Please continue the article below on designing a service page to attract leads, picking up right after its final sentence. The listing that follows the article is not part of it.

+++ SELECTED EXCERPT

Marketing a product can be challenging enough in today’s world, but marketing a service is another ball game. Websites selling products have to worry about making the site easy to view and simple to skim through, which (when looking at a site like Amazon) allows products to sell themselves.
Instead of focusing your efforts on creating sales, you’ll need to spend that effort on creating leads. The trick? After managing to rank your new website, make sure to design your service page in a way that draws visitors in without going over the top. Here’s how it’s done.
Design Your Service Page – Subtle Motion
If a client likes your services, chances are they’re coming back for more. Instead of pressuring potential customers into buying your service like you would, a product, you’re going to let the service speak for itself.
On average, it takes about seven contacts before a website viewer turns into a sale. That won’t always be the case, of course, but it’s the number you want to keep in mind as you design your service page.
During those seven contacts, your site’s goal is to feature links that casually catch the viewer’s eye. There should be a list of services or facets of one particular service if that’s all you offer, somewhere on the front page. However, the imagery needs to lead the eye there before a click is going to take place.

++++++
+++ ENTRIES

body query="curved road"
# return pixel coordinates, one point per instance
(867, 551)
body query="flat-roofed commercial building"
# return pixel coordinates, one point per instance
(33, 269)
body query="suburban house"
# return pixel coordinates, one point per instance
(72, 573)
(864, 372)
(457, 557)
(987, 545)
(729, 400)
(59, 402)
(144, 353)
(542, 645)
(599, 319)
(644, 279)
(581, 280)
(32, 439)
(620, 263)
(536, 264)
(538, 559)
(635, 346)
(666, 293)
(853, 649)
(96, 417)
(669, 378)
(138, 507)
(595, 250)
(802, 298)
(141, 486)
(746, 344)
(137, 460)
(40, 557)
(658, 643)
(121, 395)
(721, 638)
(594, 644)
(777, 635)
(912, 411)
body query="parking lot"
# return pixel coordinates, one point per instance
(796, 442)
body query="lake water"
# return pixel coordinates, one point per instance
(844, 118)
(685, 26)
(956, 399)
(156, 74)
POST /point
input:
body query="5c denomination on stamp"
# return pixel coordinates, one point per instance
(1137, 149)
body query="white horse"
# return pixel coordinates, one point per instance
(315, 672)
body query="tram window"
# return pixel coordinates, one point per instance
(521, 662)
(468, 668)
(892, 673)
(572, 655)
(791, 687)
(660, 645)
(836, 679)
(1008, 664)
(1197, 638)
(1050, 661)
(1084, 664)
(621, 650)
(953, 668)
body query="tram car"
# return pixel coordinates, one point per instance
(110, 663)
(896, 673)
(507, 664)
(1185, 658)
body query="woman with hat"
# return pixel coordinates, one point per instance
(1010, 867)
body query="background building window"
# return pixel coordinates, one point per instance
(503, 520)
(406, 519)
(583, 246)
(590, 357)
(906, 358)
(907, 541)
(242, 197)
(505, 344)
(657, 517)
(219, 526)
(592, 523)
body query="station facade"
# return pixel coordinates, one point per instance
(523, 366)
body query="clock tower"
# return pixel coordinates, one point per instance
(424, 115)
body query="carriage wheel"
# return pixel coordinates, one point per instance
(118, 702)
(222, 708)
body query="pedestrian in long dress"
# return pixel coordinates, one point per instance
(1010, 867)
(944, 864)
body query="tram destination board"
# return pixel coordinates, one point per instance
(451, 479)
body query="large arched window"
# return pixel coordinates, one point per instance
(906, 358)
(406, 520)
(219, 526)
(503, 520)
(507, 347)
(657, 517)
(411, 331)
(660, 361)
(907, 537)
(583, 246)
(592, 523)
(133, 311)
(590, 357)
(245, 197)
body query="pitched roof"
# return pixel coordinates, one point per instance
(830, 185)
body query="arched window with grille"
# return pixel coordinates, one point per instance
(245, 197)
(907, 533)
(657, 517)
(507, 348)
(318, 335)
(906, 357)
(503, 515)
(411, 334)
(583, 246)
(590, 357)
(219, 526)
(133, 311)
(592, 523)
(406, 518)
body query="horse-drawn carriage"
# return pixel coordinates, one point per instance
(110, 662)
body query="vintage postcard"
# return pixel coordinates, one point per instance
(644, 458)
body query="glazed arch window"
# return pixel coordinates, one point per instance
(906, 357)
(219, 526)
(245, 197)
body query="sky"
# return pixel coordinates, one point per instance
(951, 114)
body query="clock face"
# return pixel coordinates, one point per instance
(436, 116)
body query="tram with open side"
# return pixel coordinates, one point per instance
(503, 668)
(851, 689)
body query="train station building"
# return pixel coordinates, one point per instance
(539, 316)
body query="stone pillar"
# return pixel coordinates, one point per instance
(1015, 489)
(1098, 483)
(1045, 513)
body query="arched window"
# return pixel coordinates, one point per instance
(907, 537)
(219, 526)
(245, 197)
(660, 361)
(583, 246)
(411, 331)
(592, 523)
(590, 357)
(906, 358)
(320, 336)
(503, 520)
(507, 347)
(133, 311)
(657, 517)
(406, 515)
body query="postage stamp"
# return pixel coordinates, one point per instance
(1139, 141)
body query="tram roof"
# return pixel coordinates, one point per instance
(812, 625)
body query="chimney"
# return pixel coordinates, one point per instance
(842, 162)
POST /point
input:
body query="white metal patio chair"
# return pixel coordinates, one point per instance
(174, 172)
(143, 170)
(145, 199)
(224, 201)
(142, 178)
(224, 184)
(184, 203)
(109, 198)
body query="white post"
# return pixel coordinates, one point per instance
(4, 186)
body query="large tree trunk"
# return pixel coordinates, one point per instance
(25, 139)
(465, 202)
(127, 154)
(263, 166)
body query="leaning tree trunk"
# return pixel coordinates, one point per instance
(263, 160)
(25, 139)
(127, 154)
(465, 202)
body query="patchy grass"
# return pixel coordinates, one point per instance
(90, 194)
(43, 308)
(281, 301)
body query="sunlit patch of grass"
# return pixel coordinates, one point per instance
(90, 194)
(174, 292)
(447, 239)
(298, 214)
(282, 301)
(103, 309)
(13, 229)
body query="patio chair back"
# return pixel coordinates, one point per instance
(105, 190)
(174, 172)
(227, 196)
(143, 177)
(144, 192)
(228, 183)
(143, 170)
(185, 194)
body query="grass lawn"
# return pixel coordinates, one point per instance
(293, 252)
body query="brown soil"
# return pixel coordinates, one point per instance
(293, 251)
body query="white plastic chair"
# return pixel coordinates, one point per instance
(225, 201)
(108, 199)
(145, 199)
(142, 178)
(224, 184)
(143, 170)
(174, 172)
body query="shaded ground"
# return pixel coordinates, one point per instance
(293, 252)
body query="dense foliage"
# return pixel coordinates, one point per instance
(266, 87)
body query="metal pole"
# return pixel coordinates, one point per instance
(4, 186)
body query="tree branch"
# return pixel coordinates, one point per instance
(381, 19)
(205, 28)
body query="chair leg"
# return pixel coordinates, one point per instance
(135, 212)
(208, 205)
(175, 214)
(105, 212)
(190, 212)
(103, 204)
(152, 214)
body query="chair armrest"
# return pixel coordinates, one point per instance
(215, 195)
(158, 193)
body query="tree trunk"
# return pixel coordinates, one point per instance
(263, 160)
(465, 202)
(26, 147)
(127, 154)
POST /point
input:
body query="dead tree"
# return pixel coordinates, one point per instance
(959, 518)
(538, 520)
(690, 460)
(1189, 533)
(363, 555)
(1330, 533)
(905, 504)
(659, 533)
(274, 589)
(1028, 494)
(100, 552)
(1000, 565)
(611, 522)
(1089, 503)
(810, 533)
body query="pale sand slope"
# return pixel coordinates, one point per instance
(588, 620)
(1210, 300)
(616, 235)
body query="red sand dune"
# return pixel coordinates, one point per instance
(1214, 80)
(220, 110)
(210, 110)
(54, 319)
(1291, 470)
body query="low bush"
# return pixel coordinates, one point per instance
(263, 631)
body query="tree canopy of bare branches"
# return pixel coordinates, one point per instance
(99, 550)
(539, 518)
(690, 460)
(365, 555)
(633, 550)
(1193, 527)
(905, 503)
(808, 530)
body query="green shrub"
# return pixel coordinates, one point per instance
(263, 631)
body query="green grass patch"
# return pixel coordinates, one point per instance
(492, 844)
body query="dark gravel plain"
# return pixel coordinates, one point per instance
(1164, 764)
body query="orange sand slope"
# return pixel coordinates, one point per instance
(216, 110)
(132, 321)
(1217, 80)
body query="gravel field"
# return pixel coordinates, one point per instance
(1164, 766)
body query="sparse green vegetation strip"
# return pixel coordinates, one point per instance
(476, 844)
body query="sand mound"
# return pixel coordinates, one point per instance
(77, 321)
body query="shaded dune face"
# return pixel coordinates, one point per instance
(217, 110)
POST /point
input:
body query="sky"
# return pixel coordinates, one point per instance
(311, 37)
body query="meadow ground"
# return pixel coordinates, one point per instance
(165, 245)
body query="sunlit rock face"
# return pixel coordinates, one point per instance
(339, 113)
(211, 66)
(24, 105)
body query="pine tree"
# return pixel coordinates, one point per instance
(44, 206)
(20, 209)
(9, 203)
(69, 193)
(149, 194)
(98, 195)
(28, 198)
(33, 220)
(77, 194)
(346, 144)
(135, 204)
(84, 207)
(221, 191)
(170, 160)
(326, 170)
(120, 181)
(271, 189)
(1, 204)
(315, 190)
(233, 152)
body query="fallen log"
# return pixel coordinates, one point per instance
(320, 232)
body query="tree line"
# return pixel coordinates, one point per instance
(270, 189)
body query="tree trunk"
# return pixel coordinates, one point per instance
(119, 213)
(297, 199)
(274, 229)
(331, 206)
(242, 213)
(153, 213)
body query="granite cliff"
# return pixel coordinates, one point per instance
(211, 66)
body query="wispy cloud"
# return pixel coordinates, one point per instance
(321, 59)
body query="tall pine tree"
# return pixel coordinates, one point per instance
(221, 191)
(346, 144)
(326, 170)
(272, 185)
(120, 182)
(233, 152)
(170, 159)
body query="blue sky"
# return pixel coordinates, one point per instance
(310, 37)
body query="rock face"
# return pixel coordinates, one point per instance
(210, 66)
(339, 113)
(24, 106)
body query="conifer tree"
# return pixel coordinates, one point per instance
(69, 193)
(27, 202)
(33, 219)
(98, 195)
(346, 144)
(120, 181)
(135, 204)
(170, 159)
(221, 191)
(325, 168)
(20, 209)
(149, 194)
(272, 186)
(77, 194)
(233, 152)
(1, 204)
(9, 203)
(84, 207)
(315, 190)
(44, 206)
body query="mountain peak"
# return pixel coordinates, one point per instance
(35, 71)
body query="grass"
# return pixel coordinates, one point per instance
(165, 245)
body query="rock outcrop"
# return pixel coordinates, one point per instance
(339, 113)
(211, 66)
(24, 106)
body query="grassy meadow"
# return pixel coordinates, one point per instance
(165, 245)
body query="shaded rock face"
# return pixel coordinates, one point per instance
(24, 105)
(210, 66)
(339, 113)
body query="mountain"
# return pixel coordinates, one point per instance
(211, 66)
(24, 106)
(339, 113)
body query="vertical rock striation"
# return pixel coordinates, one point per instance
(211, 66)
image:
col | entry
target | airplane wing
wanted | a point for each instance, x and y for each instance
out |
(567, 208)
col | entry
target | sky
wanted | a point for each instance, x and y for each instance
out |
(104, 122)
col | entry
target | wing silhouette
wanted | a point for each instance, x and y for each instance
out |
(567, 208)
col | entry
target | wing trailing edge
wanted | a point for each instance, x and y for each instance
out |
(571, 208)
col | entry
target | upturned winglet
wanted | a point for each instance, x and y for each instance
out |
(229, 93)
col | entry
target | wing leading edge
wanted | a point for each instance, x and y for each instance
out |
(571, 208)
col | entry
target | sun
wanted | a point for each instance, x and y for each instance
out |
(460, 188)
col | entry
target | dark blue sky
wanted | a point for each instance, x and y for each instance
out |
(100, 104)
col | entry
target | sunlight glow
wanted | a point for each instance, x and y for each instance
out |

++++++

## RESULT OF THIS EXERCISE
This is the flow of your page, and the flow you want is subtle motion. In other words, a subtle call to action. Words such as “to find out more” or “contact an agent” prove to be strong CTAs, which you can implement in an unobtrusive manner.
Design Your Service Page – Subtle Design
Why are sites like Facebook and Instagram so popular? They feature a bunch of flashy pictures, moving gifs, and colorful schemes. They’re also explicitly designed to be entertaining, which isn’t what you want to go for when you design your service page.
Visitors are going to consider your business unprofessional and look elsewhere if your page is messy. Whether your site runs like lightning or not, it’s also going to remind visitors of spammy, ad riddles websites that clog up their browser and eat up their bandwidth.
Clear your service page up by including a menu that’s easy to navigate and including plenty of white space. The site you’re reading this article on makes great use of both.
You’ll want to make sure your services are above the fold as well, or the top half of your page. Why? People skim read more than they actually read, which means you’ll only have their full attention for so long.
Design Your Service Page – Responsiveness
This one is simple. You’re more likely to create leads when your website can be viewed across multiple devices. Unfortunately, sites never come instantly translatable to smartphones and tablets.
With the trend in mobile internet usage only increasing, this is essential to your success. If you’re lucky, you either know how to do this yourself or the company that hosts your site offers a useful widget.
If neither of those are the case, you might have to collaborate with a web designer. Which brings us to the last piece of advice on how to design your service page.
Design Your Service Page – Collaborate
If designing a responsive website, or any other part of designing your service page, is a challenge that you simply do not have the skill set to tackle, then you’ll want to hire an expert.
Choosing to collaborate with a web designer ensures that your site generates leads. They know popular website trends, what background will look best, how to make you CTAs subtle yet effective, etc., which takes a lot of weight off of your shoulders.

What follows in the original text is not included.